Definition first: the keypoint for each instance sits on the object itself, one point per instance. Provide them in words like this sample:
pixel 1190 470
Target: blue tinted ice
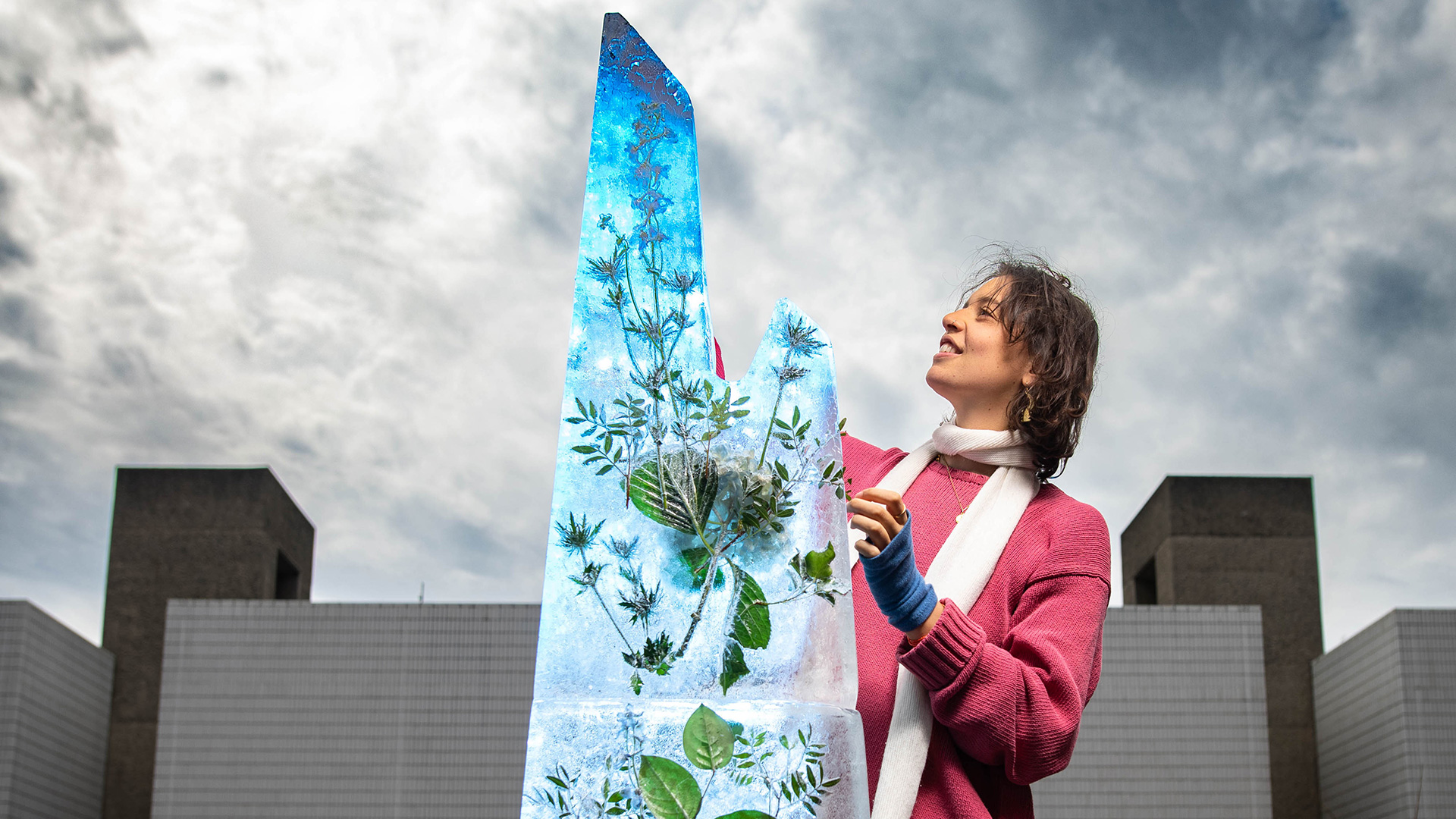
pixel 696 648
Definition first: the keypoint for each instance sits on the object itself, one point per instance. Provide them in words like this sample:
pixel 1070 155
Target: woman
pixel 973 692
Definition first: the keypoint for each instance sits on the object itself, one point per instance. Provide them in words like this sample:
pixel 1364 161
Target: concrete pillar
pixel 190 534
pixel 1245 541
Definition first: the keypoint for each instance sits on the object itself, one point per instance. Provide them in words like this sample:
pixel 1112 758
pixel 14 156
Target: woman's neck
pixel 965 464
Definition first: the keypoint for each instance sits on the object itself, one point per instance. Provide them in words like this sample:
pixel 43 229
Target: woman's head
pixel 1019 353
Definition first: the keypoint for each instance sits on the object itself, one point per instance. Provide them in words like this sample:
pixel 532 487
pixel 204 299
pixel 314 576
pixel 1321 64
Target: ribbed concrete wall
pixel 1385 714
pixel 341 710
pixel 1177 727
pixel 55 704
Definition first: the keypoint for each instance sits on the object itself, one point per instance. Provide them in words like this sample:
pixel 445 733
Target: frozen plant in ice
pixel 783 776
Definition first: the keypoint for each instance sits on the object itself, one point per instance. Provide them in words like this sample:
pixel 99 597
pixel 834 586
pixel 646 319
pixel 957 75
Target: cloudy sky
pixel 338 238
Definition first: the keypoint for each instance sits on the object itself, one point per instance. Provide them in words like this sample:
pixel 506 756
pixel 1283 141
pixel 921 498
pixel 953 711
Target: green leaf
pixel 707 739
pixel 750 623
pixel 734 665
pixel 817 564
pixel 679 491
pixel 669 789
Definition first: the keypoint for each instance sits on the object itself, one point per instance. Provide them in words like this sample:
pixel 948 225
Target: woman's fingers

#####

Write out every item above word for word, leaving out the picture.

Definition first: the keypoint for each instance sits on the object itself, one point per instance. Provide them in words like this sample:
pixel 1190 470
Target: blue tinted ice
pixel 696 648
Definition first: the keypoint for each instance sits on the object itself, one point per instance. Provide them in words like this sample:
pixel 1070 155
Target: woman
pixel 973 692
Definition first: the keypoint for each instance sits on the object itself, one point per instance. Provide them in words like this sample:
pixel 1364 161
Target: concrete pillar
pixel 190 534
pixel 1245 541
Definition first: the keypoint for each instance sits on the object itself, one point per instance. Provide them in words like this sample:
pixel 1112 758
pixel 14 156
Target: woman's neck
pixel 965 464
Definition first: the keypoint for each instance sits on the object itself, one point per instance. Provide them in words like this sample:
pixel 43 229
Target: woman's head
pixel 1019 353
Definition first: the keypoint for each instance sits on the object itself, one point per instance. Provide them in words like this sample:
pixel 532 487
pixel 204 299
pixel 314 576
pixel 1321 64
Target: ribbed concrete wall
pixel 1385 714
pixel 341 710
pixel 1177 727
pixel 55 704
Definition first: the keypoint for each instance sits on the object itself, one point per instance. Provide them in words like this sample:
pixel 445 733
Target: frozen plant in ice
pixel 783 776
Definition first: the keypoint for each instance sits on the object itself, one point per instance. Provide them in words like this sample:
pixel 99 597
pixel 834 586
pixel 646 319
pixel 957 75
Target: cloudy sky
pixel 338 238
Definition first: the keypoint for each instance sits on the object itself, one point per instance. Provide them in words like this sample:
pixel 506 756
pixel 1283 141
pixel 921 498
pixel 953 711
Target: green leaf
pixel 707 739
pixel 750 623
pixel 734 665
pixel 817 564
pixel 679 491
pixel 669 789
Definition first: the keypoint for each instance sits on the object itself, one point per instance. Provide them in words like this sample:
pixel 948 225
Target: woman's fingers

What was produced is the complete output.